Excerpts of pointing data

━━━━━━━━

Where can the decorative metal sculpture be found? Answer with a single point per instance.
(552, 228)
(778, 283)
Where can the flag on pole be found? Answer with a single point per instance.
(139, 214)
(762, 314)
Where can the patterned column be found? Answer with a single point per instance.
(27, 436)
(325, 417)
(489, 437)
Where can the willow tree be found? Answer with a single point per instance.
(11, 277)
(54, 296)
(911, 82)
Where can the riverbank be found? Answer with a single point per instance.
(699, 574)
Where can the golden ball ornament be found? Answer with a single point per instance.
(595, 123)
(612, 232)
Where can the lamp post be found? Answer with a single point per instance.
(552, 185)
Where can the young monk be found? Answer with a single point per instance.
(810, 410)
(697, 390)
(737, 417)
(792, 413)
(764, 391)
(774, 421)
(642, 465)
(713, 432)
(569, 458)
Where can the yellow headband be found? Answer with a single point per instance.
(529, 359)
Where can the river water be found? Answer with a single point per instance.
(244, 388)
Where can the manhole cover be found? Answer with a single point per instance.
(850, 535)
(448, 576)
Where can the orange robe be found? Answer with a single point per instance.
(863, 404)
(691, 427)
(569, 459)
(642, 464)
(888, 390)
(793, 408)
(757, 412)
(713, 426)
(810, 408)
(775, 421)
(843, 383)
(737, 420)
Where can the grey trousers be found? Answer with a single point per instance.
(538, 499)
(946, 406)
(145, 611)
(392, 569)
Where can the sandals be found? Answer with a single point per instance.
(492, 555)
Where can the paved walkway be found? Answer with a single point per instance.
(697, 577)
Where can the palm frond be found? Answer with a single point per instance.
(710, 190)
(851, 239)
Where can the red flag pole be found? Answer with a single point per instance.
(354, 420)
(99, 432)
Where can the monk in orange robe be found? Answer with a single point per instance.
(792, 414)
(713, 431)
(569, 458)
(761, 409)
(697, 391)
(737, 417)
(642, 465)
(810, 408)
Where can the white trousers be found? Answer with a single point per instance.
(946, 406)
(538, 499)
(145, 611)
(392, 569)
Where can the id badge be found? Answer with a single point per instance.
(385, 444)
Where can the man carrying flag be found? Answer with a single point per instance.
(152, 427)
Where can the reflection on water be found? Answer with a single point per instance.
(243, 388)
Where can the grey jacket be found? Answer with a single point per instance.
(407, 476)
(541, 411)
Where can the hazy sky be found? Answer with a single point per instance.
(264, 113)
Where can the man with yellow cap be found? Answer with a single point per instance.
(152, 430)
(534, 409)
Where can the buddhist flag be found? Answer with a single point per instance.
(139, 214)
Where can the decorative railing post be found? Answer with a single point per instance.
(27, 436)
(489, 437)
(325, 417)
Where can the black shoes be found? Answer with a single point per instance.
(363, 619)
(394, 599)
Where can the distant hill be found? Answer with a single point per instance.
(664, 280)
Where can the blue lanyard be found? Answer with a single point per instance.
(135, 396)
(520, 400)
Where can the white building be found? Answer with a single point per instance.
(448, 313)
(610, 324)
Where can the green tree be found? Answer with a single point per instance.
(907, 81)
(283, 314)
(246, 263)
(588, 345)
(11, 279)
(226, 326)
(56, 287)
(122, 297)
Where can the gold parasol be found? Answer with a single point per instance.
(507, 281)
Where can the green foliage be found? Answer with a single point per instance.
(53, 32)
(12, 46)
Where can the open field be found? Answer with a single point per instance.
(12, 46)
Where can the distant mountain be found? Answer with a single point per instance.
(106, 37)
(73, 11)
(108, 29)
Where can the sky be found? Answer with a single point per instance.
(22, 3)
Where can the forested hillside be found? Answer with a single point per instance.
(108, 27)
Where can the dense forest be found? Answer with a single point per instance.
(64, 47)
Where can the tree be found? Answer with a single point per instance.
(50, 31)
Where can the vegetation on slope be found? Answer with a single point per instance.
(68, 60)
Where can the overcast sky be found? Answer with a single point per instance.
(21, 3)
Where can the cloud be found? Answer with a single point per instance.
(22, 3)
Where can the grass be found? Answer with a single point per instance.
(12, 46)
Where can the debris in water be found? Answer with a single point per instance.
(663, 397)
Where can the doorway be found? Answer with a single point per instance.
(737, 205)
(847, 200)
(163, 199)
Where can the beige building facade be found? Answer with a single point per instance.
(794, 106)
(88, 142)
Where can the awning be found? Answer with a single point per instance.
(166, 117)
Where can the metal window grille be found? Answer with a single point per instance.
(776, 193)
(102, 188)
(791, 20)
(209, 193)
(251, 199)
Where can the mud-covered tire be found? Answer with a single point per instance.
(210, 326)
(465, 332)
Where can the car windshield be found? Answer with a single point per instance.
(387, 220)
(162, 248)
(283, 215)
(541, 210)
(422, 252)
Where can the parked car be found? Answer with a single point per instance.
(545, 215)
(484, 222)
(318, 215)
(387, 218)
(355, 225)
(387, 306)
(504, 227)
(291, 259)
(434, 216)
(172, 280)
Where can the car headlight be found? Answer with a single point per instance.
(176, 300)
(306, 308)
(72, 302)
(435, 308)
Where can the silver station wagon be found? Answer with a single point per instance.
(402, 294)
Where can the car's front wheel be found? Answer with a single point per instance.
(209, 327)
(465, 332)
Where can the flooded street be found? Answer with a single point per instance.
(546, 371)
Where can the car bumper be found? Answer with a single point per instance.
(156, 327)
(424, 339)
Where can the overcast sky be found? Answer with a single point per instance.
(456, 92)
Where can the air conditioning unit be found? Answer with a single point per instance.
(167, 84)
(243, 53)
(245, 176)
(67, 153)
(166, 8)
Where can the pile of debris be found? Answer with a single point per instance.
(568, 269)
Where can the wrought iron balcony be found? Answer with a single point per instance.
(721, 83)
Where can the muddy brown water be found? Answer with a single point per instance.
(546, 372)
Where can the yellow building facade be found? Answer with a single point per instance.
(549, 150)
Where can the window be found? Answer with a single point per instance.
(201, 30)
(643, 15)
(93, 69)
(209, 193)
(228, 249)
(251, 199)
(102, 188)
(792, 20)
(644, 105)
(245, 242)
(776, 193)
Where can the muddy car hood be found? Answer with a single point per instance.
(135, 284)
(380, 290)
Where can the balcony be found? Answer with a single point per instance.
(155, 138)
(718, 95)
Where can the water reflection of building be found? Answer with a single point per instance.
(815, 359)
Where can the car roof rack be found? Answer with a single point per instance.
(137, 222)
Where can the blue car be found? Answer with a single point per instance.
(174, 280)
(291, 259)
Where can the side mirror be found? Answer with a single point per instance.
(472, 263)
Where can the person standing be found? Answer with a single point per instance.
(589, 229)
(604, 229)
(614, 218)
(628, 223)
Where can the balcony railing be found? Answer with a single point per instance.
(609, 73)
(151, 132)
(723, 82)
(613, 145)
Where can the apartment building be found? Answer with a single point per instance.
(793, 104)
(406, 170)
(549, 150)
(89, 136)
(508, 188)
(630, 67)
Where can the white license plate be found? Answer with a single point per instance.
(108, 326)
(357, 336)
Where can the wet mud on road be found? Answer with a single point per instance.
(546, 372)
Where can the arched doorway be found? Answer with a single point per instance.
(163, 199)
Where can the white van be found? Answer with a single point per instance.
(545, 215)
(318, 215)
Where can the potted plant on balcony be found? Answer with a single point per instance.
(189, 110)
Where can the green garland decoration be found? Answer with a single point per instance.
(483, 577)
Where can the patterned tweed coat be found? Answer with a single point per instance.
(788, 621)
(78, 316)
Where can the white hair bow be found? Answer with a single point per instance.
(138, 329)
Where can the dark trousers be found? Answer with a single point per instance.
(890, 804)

━━━━━━━━

Task statement:
Extract the entries above verbatim.

Worked answer:
Where can the decorative metal sculpture be found? Answer with a single point per instance.
(552, 228)
(778, 283)
Where can the flag on pole be found? Answer with a single point per instance.
(139, 214)
(762, 314)
Where can the patterned column be found? Answer with a single point per instance.
(27, 436)
(325, 417)
(489, 437)
Where can the willow tree be found? Answer with a single point per instance.
(11, 277)
(54, 296)
(911, 82)
Where can the riverbank be found? Answer with a single point per instance.
(699, 574)
Where can the golden ball ornament be found? Answer with a single point per instance.
(595, 123)
(612, 232)
Where can the lamp post be found? Answer with a single point per instance.
(552, 185)
Where can the young monk be found? Answer with a single point per instance.
(810, 410)
(697, 390)
(737, 417)
(792, 413)
(764, 391)
(774, 421)
(642, 465)
(713, 432)
(569, 458)
Where can the yellow headband be found? Answer with a single point per instance.
(529, 359)
Where can the river water be found? Answer with a single point per instance.
(244, 388)
Where can the manhole cover be found? Answer with a single point per instance.
(850, 535)
(448, 576)
Where can the orange robe be found? Answer with a single point per instance.
(863, 404)
(691, 427)
(569, 459)
(642, 464)
(888, 390)
(793, 408)
(757, 412)
(713, 426)
(810, 408)
(775, 421)
(843, 383)
(737, 420)
Where can the grey trousers be found? Answer with a single point per instance.
(538, 499)
(946, 406)
(145, 611)
(392, 569)
Where can the sandals be found? Answer with a single point per instance.
(492, 555)
Where can the paved walkway be found? Answer with a single point per instance.
(697, 577)
Where can the palm frond be found? Answer with a single point per instance.
(710, 190)
(851, 239)
Where can the red flag pole be found? Answer with a single point per instance.
(354, 420)
(99, 432)
Where can the monk in orange robe be found? Answer with a single point per instance.
(792, 414)
(713, 431)
(569, 458)
(761, 409)
(697, 391)
(737, 417)
(642, 465)
(810, 408)
Where can the white trousers be found? Answer with a single point per instance.
(946, 406)
(538, 499)
(145, 611)
(392, 569)
Where can the id badge be found? Answer with a single point per instance.
(385, 444)
Where can the man carrying flag be found? Answer with a single point per instance.
(152, 427)
Where can the reflection on water be found? Answer with a single point per instance.
(243, 388)
Where can the grey jacket be found? Answer with a single point per instance.
(407, 476)
(541, 411)
Where can the hazy sky be found? Answer with a single point per instance.
(264, 113)
Where can the man with yellow cap be found? Answer with a single point per instance.
(152, 430)
(534, 409)
Where can the buddhist flag be found? Answer with a single point per instance.
(139, 214)
Where can the decorative railing post be found? Answer with a single point per instance.
(27, 436)
(489, 437)
(325, 417)
Where can the black shoes be found? Answer with a single point per instance.
(363, 619)
(394, 599)
Where can the distant hill be found? Answer with a single point per instance.
(664, 280)
Where can the blue lanyard be found? Answer with a single point per instance.
(135, 396)
(520, 400)
Where can the white building be found? Answer with a single point per instance.
(448, 313)
(610, 324)
Where can the green tree be found? Answer with a single point per instance.
(907, 81)
(283, 314)
(246, 263)
(588, 345)
(11, 279)
(226, 326)
(56, 287)
(122, 297)
Where can the gold parasol be found? Answer with a single point per instance.
(507, 281)
Where can the green foliage be found? Answer with a single point per instance.
(53, 32)
(12, 46)
Where can the open field be found? Answer with a single point per instance.
(12, 46)
Where can the distant mountain be found? Answer with a single point per instance.
(106, 37)
(73, 11)
(108, 29)
Where can the sky be found? Answer with a single point per instance.
(22, 3)
Where can the forested hillside be found? Answer with a single point per instance.
(108, 27)
Where can the dense forest be found? Answer with a single point per instance.
(64, 47)
Where can the tree be found? Answer with a single point per instance.
(50, 31)
Where can the vegetation on slope be found? Answer with a single point per instance.
(68, 60)
Where can the overcast sky be found? Answer with a single point per instance.
(21, 3)
Where can the cloud be found? Answer with a single point per instance.
(22, 3)
Where can the grass be found? Answer with a single point per instance.
(12, 46)
Where can the debris in water be found? Answer with a single point per instance.
(663, 397)
Where can the doorway be found? Answer with a single point per instance.
(737, 205)
(847, 200)
(163, 199)
Where can the beige building facade be found? Answer with a single point per instance.
(794, 106)
(88, 142)
Where can the awning be found? Answer with a single point per instance.
(166, 117)
Where can the metal window grille be found? Answer with a single point per instance.
(776, 193)
(102, 188)
(791, 20)
(209, 193)
(251, 199)
Where can the mud-covered tire be found? Answer with a single point per instance.
(210, 326)
(465, 332)
Where can the car windshield be found? Answer with a single point per instance.
(387, 220)
(162, 248)
(283, 215)
(541, 210)
(422, 252)
Where can the parked car be found? Answer with a single point per instance.
(545, 215)
(484, 222)
(318, 215)
(387, 218)
(355, 225)
(387, 306)
(504, 227)
(291, 259)
(434, 216)
(172, 280)
Where can the car headlight be found? Answer with a single point per instance.
(176, 300)
(306, 308)
(72, 302)
(435, 308)
Where can the silver station wagon be found? Answer with a single point per instance.
(402, 294)
Where can the car's front wheel be found? Answer with a single point per instance.
(209, 327)
(465, 332)
Where can the flooded street be found? Answer with a single point per instance.
(546, 371)
Where can the car bumper be found? Answer with a single point per instance.
(156, 327)
(424, 339)
Where can the overcast sky be found? Answer with a single point per instance.
(456, 92)
Where can the air conditioning unit be found? Answer with a single point per instance.
(167, 84)
(243, 53)
(245, 176)
(67, 153)
(166, 8)
Where can the pile of debris be found? Answer with a single point per instance.
(568, 269)
Where can the wrought iron balcony be found? Answer with a single point per instance.
(721, 83)
Where can the muddy brown water be found? Answer with a single point per instance.
(546, 372)
Where can the yellow building facade be found? Answer with a single point per instance.
(549, 150)
Where can the window be found? Answer with a single point per instance.
(201, 30)
(643, 15)
(93, 69)
(209, 193)
(228, 249)
(251, 199)
(102, 188)
(792, 20)
(644, 105)
(245, 242)
(776, 193)
Where can the muddy car hood be found? Answer with a single point per instance.
(135, 284)
(380, 290)
Where can the balcony be found? Answer with a single point per instance.
(155, 138)
(718, 95)
Where can the water reflection of building be found? Answer with a single point per instance.
(815, 359)
Where can the car roof rack be found? Answer with a single point per instance.
(137, 222)
Where can the blue car be found? Answer with a single point per instance.
(174, 280)
(291, 259)
Where can the side mirror be found? Answer with a single point per instance.
(472, 263)
Where can the person standing be found? Answer with a single point per instance.
(589, 229)
(604, 229)
(614, 218)
(628, 223)
Where can the balcony railing be found? Answer with a single point per instance.
(609, 73)
(151, 132)
(723, 82)
(613, 145)
Where can the apartment building be found? Answer with a single point per instance.
(793, 104)
(406, 170)
(549, 150)
(89, 136)
(508, 188)
(630, 67)
Where can the white license plate be found? Answer with a single point per instance.
(108, 326)
(357, 336)
Where can the wet mud on road be found? Answer with a single point per instance.
(546, 372)
Where can the arched doorway be found? Answer with a single point per instance.
(163, 199)
Where can the white van be found? Answer with a single point per instance.
(545, 215)
(318, 215)
Where can the potted plant on balcony be found? Answer with a single point per instance.
(189, 110)
Where can the green garland decoration be found? Answer with a single point per instance.
(483, 577)
Where can the patterned tweed coat be found? Answer with a single point per instance.
(788, 621)
(78, 316)
Where can the white hair bow be found? Answer with a single point per instance.
(138, 329)
Where can the dark trousers be found? Answer with a single point per instance.
(890, 804)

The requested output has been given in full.